● **PROMPT**:
Convert part of the listing below into a Markdown table with the columns Row and Entry, one row per line and blank lines omitted. Start with the line containing "For every instance of the balcony, drop" and continue through the line containing "pixel 93 29".

Dataset rows showing where objects appear
* * * * *

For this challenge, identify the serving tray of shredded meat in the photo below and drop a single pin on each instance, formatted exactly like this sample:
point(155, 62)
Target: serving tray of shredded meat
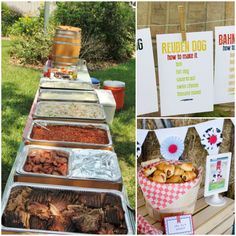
point(38, 208)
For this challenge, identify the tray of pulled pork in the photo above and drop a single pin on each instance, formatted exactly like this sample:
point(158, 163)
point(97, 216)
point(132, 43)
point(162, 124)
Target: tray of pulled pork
point(45, 161)
point(76, 167)
point(38, 208)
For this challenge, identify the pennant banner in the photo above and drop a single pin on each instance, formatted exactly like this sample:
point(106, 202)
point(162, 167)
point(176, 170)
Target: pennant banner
point(172, 141)
point(141, 135)
point(210, 133)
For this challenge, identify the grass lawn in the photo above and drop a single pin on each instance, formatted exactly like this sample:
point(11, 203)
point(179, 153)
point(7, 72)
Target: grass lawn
point(19, 86)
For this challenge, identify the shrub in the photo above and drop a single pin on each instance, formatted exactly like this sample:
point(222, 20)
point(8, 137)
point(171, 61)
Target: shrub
point(9, 17)
point(110, 24)
point(32, 49)
point(26, 26)
point(30, 44)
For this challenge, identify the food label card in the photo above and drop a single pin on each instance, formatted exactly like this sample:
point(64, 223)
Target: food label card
point(217, 173)
point(224, 83)
point(179, 225)
point(185, 73)
point(146, 78)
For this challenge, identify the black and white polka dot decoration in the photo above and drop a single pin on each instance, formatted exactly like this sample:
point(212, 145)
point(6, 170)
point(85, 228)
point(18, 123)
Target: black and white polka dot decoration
point(212, 138)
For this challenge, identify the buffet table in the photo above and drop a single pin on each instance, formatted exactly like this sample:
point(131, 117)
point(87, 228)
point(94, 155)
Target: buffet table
point(206, 219)
point(75, 166)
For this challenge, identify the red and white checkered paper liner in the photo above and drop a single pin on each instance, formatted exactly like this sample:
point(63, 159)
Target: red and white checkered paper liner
point(146, 228)
point(161, 195)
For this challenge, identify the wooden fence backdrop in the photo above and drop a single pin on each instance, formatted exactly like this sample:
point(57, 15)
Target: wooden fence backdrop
point(162, 18)
point(194, 150)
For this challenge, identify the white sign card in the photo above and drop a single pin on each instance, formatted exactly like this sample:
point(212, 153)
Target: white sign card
point(179, 225)
point(147, 100)
point(224, 83)
point(185, 73)
point(217, 173)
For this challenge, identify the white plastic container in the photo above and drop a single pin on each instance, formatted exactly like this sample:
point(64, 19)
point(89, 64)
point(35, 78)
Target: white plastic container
point(106, 98)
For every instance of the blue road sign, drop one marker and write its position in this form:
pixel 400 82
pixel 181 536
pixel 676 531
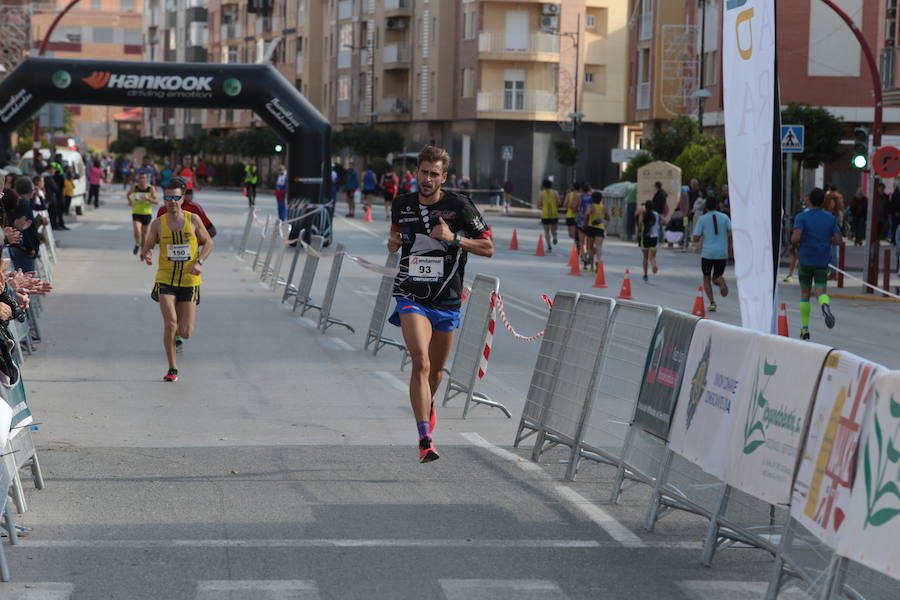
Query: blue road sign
pixel 792 138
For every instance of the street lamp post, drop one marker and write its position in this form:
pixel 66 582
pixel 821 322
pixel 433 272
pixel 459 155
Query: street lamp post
pixel 575 115
pixel 371 50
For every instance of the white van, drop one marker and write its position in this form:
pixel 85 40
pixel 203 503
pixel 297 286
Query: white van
pixel 70 159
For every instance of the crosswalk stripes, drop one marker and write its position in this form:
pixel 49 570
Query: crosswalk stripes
pixel 36 591
pixel 501 589
pixel 252 589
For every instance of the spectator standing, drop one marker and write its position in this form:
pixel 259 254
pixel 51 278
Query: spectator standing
pixel 351 185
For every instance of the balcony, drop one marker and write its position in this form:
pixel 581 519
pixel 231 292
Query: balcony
pixel 396 56
pixel 517 102
pixel 646 26
pixel 394 106
pixel 536 46
pixel 643 96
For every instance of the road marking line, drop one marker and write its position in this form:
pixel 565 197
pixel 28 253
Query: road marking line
pixel 38 591
pixel 501 589
pixel 388 379
pixel 600 517
pixel 360 227
pixel 337 343
pixel 349 543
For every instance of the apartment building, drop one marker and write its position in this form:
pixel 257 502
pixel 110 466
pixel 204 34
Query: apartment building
pixel 820 62
pixel 481 75
pixel 175 31
pixel 93 29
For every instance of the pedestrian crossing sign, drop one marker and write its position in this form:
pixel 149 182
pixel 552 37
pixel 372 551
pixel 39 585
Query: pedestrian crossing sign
pixel 792 138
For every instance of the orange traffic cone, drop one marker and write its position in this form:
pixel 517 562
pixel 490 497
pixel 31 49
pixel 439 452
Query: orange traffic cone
pixel 782 321
pixel 600 279
pixel 625 291
pixel 699 309
pixel 514 243
pixel 573 256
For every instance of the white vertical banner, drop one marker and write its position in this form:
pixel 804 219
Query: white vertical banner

* * * * *

● **SOLUTION FOR THIS TASK**:
| Row | Entry |
|---|---|
| 1 | For every instance of the balcony, drop one marker and write its position in this form: |
| 2 | pixel 581 519 |
| 3 | pixel 231 292 |
| 4 | Query: balcony |
| 5 | pixel 396 56 |
| 6 | pixel 517 102 |
| 7 | pixel 646 26 |
| 8 | pixel 394 106 |
| 9 | pixel 536 46 |
| 10 | pixel 643 96 |
| 11 | For every instance of the road marking line, drop one marker and write its position in this form: |
| 12 | pixel 565 197 |
| 13 | pixel 28 253 |
| 14 | Query: road marking line |
| 15 | pixel 38 591 |
| 16 | pixel 501 589 |
| 17 | pixel 388 379 |
| 18 | pixel 600 517 |
| 19 | pixel 360 227 |
| 20 | pixel 337 343 |
| 21 | pixel 349 543 |
| 22 | For every instance of the apartment building, drop one marker and write its position in this form: |
| 23 | pixel 257 502 |
| 24 | pixel 110 466 |
| 25 | pixel 204 34 |
| 26 | Query: apartment building |
| 27 | pixel 820 62 |
| 28 | pixel 481 75 |
| 29 | pixel 175 31 |
| 30 | pixel 93 29 |